Print the listing below verbatim, passing over each picture.

Top of SUPPLIED ENTRIES

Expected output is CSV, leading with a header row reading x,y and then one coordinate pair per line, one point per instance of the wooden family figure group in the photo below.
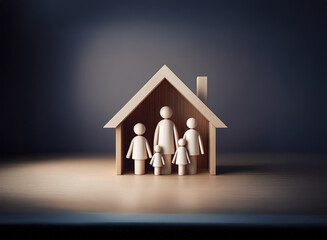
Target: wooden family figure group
x,y
165,142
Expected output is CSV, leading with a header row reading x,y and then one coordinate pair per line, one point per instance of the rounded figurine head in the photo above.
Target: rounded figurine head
x,y
181,142
166,112
191,123
139,129
157,148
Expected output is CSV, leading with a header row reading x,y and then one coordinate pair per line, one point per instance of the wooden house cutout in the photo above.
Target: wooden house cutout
x,y
166,89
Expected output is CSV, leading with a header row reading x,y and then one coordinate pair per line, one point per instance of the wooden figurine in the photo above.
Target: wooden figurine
x,y
157,160
164,88
181,157
194,144
139,149
166,136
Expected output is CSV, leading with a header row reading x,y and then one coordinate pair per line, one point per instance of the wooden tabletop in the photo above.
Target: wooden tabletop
x,y
245,184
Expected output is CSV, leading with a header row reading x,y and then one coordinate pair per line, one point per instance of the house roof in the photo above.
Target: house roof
x,y
162,74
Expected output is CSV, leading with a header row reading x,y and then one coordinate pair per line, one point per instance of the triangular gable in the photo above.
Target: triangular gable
x,y
164,73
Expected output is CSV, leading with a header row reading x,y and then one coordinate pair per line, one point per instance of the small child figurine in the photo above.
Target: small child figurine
x,y
181,157
194,144
157,160
140,148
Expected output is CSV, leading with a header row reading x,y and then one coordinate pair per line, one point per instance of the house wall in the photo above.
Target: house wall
x,y
148,114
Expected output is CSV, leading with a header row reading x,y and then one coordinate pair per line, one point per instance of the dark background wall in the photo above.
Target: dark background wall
x,y
68,66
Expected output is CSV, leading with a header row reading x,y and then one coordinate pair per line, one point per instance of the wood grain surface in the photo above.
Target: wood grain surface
x,y
245,184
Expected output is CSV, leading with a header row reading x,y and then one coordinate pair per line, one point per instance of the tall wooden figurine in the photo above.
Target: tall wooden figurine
x,y
157,160
139,149
166,136
194,144
181,157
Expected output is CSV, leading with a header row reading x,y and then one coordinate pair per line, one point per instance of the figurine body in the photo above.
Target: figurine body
x,y
157,160
181,157
166,136
194,144
139,149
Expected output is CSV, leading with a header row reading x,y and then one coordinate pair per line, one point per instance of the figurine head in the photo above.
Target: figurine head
x,y
191,123
166,112
139,129
181,142
157,148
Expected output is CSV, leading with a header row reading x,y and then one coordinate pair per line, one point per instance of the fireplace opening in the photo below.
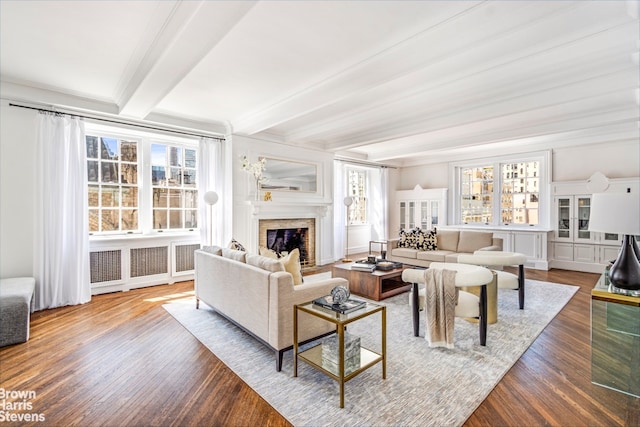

Bottom of SUPPLIED ENTRIES

WRITTEN SOLUTION >>
Expected output is CSV, leading with a header row reading x,y and then one coordinate pair per line, one point per instance of the wooden family figure group in the photo below.
Target: wooden family figure group
x,y
165,142
Expected output is CSV, leading with a header row reading x,y and then one coordinate pair per line, one point per instance of the rounded figurine head in the photo above.
Target: rounded figurine head
x,y
181,142
166,112
191,123
139,129
157,148
Expected output is CSV, leading with a header row reading x,y and then one coordinate pair per line, one point per instance of the wooden house cutout in the photo above.
Target: wooden house cutout
x,y
166,89
Expected output is CSV, leading with a header row reading x,y and then one coordinate pair per line, one point per instance of the wooden figurine in the photo above.
Target: wooden figurine
x,y
157,160
164,88
181,157
194,144
139,149
166,136
Expected output is CSV, leading with a header row reading x,y and then one coordinate pair per line, one point per instance of the wooden tabletop in the photo above.
Target: wooden tabletop
x,y
245,184
Expected output is CSV, leading with a header row reading x,y and then one coordinate pair per line, one point per instance of the house roof in the photo above.
Target: house roof
x,y
162,74
Expected output is CSV, leading with a header row reading x,y and then one coordinate pair per line, one point per instance of the triangular gable in the photo above.
Target: triangular gable
x,y
164,73
Expected output is CSV, leading with a header row reading x,y and then one coordinate pair per line, one point per instance of the small child figurine in the photo above.
Target: small child figurine
x,y
181,157
194,144
157,160
140,148
Expected output is CSV, leading with a header row reading x,y and then one coordinate pair per line, one point per instance of the house wall in the photo above.
Target: house wall
x,y
148,114
Expected output is CSV, leading with a header row reading x,y and then one coordinate pair per line, one point per instance of the dark background wall in the photo above.
Target: dark background wall
x,y
68,66
Expected output is CSV, leading with a header row reading x,y and then one coordinate pair per line, one point per instance of the wood grain surface in the photo above.
Target: wood grain surface
x,y
245,184
Expected output is CSV, leading with a header row reading x,y and then one coordinate pair per line, one point per instance of the tall wooden figurine in the photo above.
Target: tall wooden figurine
x,y
157,160
139,149
166,136
194,144
181,157
Expected output is CSV, leading with a header row reading x,y and then one coordinate pair per line, one point per instance of the figurine body in the photo above.
Target: figurine body
x,y
157,160
181,157
166,136
194,144
139,149
Expected output is CSV, leading with a header row reading x,y and then one coordinate pair per line, one point per instance of the figurine head in the photo above.
Target: figurine head
x,y
191,123
166,112
139,129
181,142
157,148
Expected output is CSV, leading with a header row reading x,y and then one coordinate pair per line, one point per instance of the fireplace opening in the photo below.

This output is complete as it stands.